[PROBLEM REQUIREMENTS]
Render the lines starting at the one that contains "Can you spot the tree shadow" and ending at the one that contains "[[227, 117], [214, 118], [184, 120]]", both included, as a Markdown table with the columns Row and Entry. Number each line in Row, put its text in Entry, and leave out any blank lines.

[DATA EXTRACT]

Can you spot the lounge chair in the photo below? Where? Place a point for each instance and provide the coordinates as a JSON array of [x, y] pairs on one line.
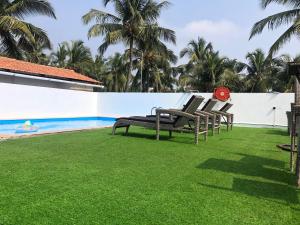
[[183, 120], [214, 118], [227, 117]]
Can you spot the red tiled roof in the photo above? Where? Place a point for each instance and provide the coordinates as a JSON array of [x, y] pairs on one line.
[[23, 67]]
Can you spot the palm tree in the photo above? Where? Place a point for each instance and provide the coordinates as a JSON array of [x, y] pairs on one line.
[[79, 56], [204, 68], [37, 54], [196, 50], [214, 67], [232, 76], [74, 55], [59, 58], [259, 69], [114, 78], [281, 80], [154, 60], [16, 35], [289, 17], [128, 25]]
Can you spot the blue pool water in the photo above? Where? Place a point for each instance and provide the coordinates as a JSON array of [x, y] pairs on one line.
[[9, 127]]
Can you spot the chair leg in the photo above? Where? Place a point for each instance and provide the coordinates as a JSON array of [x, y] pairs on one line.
[[157, 126], [228, 122], [127, 129], [213, 124], [114, 130], [197, 126], [206, 127]]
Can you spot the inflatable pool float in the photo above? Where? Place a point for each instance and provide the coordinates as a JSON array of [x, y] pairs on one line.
[[27, 127]]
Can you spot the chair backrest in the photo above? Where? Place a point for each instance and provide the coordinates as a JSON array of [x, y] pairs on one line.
[[209, 105], [226, 107], [191, 107]]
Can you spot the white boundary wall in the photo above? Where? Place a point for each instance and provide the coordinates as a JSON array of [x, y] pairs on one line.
[[22, 102], [29, 102], [256, 109]]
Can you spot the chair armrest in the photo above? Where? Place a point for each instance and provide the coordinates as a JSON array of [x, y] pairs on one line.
[[175, 112], [222, 113], [204, 113]]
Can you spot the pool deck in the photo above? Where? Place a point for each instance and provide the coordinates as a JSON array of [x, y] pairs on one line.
[[17, 136]]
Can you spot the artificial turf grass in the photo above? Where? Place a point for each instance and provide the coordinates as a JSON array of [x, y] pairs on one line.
[[96, 178]]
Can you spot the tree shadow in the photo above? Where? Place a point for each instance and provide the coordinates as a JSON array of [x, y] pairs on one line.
[[163, 137], [259, 189], [280, 132], [253, 166]]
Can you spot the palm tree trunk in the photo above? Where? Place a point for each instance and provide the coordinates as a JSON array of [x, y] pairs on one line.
[[213, 82], [116, 82], [130, 64]]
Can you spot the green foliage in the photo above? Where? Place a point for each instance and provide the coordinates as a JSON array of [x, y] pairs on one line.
[[133, 21], [289, 17], [18, 37], [93, 177]]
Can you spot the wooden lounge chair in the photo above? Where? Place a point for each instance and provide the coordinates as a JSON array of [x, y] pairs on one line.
[[227, 117], [214, 118], [184, 120]]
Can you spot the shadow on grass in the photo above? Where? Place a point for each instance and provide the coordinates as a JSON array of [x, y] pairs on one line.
[[278, 132], [256, 167], [251, 166], [259, 189], [176, 138]]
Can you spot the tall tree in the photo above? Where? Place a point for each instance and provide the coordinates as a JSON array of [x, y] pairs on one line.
[[204, 68], [259, 69], [289, 17], [153, 60], [114, 78], [73, 55], [127, 26], [16, 35]]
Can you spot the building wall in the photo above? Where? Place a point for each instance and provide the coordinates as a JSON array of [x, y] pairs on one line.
[[23, 101], [256, 109], [42, 83]]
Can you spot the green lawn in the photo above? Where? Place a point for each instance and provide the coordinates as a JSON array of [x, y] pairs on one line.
[[95, 178]]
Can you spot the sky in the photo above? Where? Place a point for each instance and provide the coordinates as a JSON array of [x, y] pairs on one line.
[[225, 23]]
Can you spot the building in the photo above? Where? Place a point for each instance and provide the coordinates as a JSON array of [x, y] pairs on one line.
[[25, 73]]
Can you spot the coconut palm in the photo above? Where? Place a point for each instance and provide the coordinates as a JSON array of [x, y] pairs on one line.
[[281, 80], [79, 56], [289, 17], [73, 55], [204, 68], [154, 59], [16, 35], [37, 54], [196, 50], [59, 57], [128, 25], [259, 69], [214, 67], [114, 77]]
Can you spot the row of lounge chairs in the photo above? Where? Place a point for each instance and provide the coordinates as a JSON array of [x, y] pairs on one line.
[[189, 119]]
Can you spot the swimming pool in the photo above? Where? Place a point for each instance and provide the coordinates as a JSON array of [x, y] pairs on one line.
[[9, 127]]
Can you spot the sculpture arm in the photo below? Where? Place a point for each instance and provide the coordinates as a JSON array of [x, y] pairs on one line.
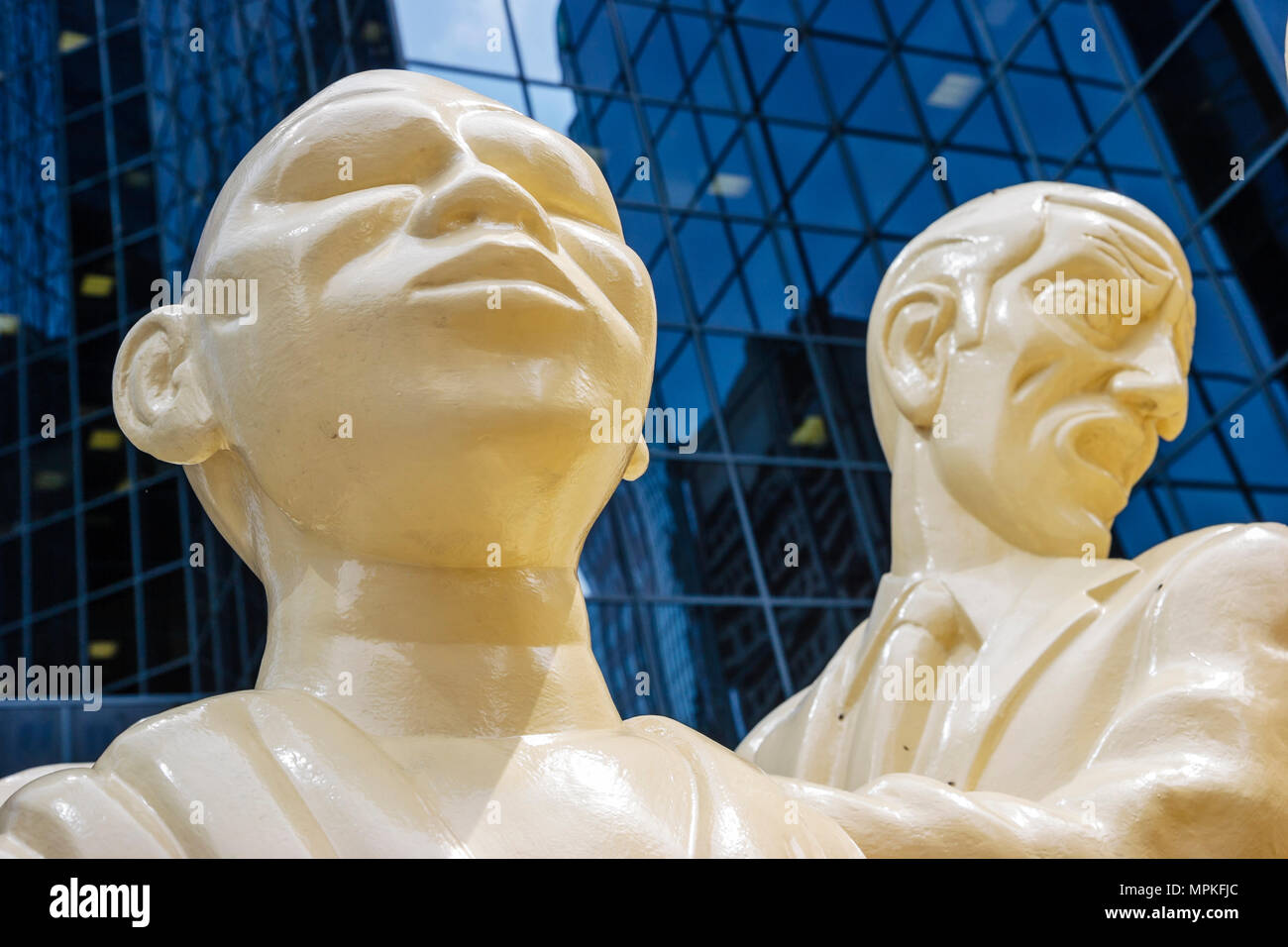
[[1193, 763]]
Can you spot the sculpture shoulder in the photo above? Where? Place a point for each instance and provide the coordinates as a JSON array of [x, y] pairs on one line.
[[1222, 586], [738, 809], [776, 741], [273, 774]]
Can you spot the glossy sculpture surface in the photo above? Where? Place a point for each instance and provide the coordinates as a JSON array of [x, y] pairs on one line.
[[398, 441], [1014, 690]]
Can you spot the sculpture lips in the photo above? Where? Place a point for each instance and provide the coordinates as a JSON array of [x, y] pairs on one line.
[[514, 258], [1109, 441]]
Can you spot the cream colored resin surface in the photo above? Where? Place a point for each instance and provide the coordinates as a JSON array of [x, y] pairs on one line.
[[1014, 690], [398, 441]]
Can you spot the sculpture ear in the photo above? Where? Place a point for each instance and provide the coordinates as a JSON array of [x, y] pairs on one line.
[[914, 348], [156, 392], [639, 463]]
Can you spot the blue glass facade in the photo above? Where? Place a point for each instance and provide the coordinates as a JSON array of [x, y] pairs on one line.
[[769, 158]]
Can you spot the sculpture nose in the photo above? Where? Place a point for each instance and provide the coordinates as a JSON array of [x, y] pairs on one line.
[[477, 193], [1154, 386]]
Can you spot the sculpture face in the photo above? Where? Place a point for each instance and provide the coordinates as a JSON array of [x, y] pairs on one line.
[[1055, 415], [467, 299]]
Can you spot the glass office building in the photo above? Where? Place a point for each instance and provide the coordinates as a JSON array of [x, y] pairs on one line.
[[769, 158], [120, 121]]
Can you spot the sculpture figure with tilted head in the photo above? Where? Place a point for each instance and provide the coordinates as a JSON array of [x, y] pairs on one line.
[[1016, 690], [398, 441]]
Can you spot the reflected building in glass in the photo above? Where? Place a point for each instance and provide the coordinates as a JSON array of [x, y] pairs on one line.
[[769, 158]]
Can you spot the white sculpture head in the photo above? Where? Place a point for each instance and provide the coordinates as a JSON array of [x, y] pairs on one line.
[[1039, 414], [445, 272]]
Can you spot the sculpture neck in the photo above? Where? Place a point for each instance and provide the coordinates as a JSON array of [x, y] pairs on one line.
[[931, 534], [413, 651]]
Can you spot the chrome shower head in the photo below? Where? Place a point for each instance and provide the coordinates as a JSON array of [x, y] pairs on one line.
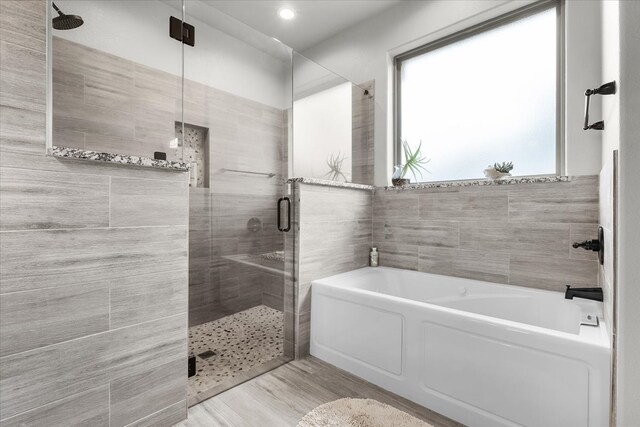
[[66, 22]]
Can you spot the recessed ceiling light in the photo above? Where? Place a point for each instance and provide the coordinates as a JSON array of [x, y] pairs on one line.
[[286, 13]]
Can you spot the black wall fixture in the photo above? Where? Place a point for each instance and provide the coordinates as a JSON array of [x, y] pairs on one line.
[[596, 245], [181, 31], [605, 89]]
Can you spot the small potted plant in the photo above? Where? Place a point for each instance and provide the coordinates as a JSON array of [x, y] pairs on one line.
[[335, 163], [414, 162], [498, 170]]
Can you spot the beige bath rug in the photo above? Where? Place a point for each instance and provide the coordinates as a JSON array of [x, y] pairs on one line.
[[359, 413]]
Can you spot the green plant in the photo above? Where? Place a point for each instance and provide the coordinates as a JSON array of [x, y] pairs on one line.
[[414, 161], [503, 167], [335, 167]]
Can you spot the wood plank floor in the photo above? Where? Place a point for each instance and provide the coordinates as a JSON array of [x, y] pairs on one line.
[[281, 397]]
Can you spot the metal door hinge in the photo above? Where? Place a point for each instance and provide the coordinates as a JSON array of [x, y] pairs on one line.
[[181, 31]]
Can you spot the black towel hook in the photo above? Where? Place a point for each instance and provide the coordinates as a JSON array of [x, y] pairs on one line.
[[605, 89]]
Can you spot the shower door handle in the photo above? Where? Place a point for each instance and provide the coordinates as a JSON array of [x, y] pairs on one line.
[[279, 209]]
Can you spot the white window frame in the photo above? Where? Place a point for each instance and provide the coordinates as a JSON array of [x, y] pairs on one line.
[[499, 21]]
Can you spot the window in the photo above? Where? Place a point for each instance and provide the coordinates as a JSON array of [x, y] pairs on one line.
[[486, 95]]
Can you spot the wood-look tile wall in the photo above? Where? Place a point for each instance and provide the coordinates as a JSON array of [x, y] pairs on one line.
[[105, 103], [362, 133], [93, 284], [516, 234], [334, 236], [139, 106], [247, 136]]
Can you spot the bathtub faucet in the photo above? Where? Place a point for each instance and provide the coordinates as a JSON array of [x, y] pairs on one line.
[[586, 293]]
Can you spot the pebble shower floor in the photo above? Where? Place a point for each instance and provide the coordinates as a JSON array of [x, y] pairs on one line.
[[239, 342]]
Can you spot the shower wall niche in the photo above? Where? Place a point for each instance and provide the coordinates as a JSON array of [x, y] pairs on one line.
[[194, 145]]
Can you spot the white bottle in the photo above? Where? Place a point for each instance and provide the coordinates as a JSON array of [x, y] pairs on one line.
[[373, 257]]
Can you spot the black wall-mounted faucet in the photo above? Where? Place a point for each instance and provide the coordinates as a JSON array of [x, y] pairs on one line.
[[605, 89], [586, 293]]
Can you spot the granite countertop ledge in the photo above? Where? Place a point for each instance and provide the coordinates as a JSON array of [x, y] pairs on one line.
[[76, 153], [482, 182], [329, 183]]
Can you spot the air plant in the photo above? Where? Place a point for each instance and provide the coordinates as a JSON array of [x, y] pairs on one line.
[[335, 167], [503, 167], [414, 161]]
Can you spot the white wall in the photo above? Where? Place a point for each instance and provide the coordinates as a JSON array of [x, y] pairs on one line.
[[628, 378], [365, 52], [139, 31], [321, 128]]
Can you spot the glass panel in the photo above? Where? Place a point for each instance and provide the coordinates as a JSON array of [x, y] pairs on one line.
[[485, 99], [237, 101], [117, 78], [332, 125]]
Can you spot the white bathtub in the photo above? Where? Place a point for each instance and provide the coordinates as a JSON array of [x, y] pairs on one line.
[[481, 353]]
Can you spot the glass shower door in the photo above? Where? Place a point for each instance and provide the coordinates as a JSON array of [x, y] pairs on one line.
[[237, 99]]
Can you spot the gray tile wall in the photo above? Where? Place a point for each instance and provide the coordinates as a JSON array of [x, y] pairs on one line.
[[362, 133], [515, 234], [334, 236], [105, 103], [248, 136], [93, 285], [139, 107]]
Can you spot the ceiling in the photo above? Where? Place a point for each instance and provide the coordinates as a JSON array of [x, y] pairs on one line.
[[315, 21]]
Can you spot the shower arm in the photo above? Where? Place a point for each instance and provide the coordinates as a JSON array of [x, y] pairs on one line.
[[56, 9]]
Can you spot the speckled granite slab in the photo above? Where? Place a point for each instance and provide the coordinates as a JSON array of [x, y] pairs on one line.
[[76, 153], [482, 182], [328, 183]]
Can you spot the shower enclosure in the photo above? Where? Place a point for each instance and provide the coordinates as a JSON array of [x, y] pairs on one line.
[[234, 133], [246, 114]]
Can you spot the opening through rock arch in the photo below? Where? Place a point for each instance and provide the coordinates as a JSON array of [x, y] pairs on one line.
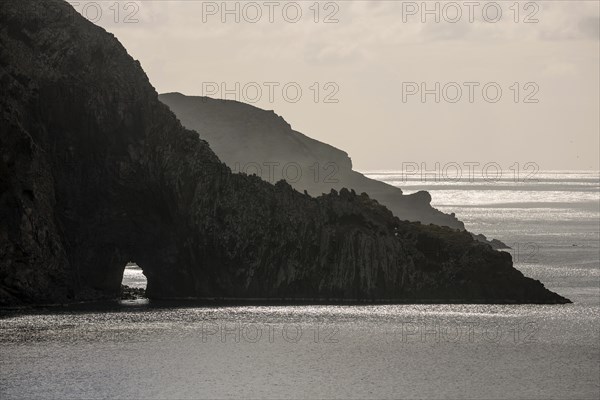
[[134, 283]]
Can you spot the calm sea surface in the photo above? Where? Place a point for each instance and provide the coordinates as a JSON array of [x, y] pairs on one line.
[[138, 349]]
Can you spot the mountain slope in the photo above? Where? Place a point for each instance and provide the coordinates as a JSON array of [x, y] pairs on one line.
[[252, 140], [95, 171]]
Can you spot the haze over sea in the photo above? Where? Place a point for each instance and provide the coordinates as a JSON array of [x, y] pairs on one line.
[[141, 349]]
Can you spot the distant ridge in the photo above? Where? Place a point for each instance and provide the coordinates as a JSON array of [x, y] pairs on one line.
[[246, 137]]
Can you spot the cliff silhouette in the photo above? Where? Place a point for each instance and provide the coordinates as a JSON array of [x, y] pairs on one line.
[[95, 171]]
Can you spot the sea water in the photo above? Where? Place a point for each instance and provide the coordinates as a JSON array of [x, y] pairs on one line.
[[142, 349]]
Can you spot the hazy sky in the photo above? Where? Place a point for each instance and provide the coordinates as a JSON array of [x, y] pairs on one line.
[[375, 60]]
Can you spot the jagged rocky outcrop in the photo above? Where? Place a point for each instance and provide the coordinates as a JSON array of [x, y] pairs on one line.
[[95, 171], [255, 141]]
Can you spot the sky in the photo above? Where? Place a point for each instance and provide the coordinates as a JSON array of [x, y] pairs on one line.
[[390, 82]]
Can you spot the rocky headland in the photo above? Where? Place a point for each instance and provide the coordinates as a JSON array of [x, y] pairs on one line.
[[95, 171]]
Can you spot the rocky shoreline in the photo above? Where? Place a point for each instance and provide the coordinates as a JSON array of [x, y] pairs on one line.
[[95, 172]]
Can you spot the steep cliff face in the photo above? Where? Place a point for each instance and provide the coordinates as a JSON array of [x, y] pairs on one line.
[[95, 171], [260, 142]]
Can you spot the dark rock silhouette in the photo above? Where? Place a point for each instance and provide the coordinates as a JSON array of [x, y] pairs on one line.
[[95, 172], [255, 141]]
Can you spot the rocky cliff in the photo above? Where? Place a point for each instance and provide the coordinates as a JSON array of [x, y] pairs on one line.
[[260, 142], [95, 171]]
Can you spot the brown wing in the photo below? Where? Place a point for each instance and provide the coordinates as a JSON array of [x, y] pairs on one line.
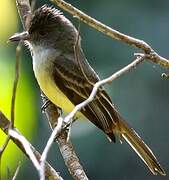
[[70, 79]]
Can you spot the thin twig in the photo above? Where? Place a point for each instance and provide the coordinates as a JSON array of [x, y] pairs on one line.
[[16, 171], [24, 10], [26, 146], [68, 153], [15, 83], [50, 173], [48, 146], [119, 73], [113, 33]]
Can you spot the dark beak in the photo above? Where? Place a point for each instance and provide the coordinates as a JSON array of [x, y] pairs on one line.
[[20, 37]]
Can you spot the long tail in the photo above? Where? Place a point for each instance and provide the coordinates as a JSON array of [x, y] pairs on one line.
[[140, 148]]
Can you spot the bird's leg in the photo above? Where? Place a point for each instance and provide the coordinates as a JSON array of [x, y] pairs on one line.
[[68, 128], [47, 103]]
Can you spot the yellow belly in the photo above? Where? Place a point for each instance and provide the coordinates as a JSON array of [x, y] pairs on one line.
[[54, 94]]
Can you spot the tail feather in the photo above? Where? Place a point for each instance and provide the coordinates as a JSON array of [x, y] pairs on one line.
[[140, 148]]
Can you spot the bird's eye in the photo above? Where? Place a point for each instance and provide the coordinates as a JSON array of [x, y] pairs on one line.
[[42, 33]]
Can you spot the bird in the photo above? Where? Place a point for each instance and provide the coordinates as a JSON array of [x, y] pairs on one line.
[[67, 79]]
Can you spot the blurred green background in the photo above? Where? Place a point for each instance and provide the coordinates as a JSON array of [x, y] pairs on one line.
[[141, 96]]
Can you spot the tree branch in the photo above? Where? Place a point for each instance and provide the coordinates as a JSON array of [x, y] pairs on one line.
[[50, 173], [66, 147], [153, 56]]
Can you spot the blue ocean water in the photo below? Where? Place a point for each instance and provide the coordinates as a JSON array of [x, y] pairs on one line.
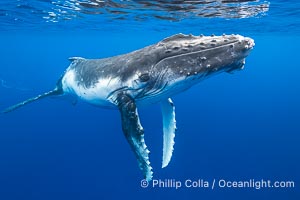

[THE SOLUTION]
| Row | Entry |
|---|---|
| 1 | Can you spot the tree shadow in the photo above? Where? Place a point for each instance and provide the coordinates as a JSON array of [x, y] pairs on one line. |
| 2 | [[163, 137], [259, 189], [280, 132], [253, 166]] |
| 3 | Can you spot the palm tree trunk in the photo above? Where? Place a point for each instance and provide the coordinates as a JSON array of [x, y] pairs on one line. |
| 4 | [[213, 82], [116, 82], [130, 64]] |
| 5 | Can you spot the green foliage in the photo above? Where? Place a point for each instance and provide the coordinates as a JSON array of [x, y] pairs on one line. |
| 6 | [[133, 21], [289, 17], [18, 37], [93, 177]] |
| 7 | Can you spot the wooden lounge chair in the photo above? Where? Place a point for each instance and provide the coordinates as a JSON array of [x, y] pairs on one line. |
| 8 | [[227, 117], [214, 118], [184, 120]] |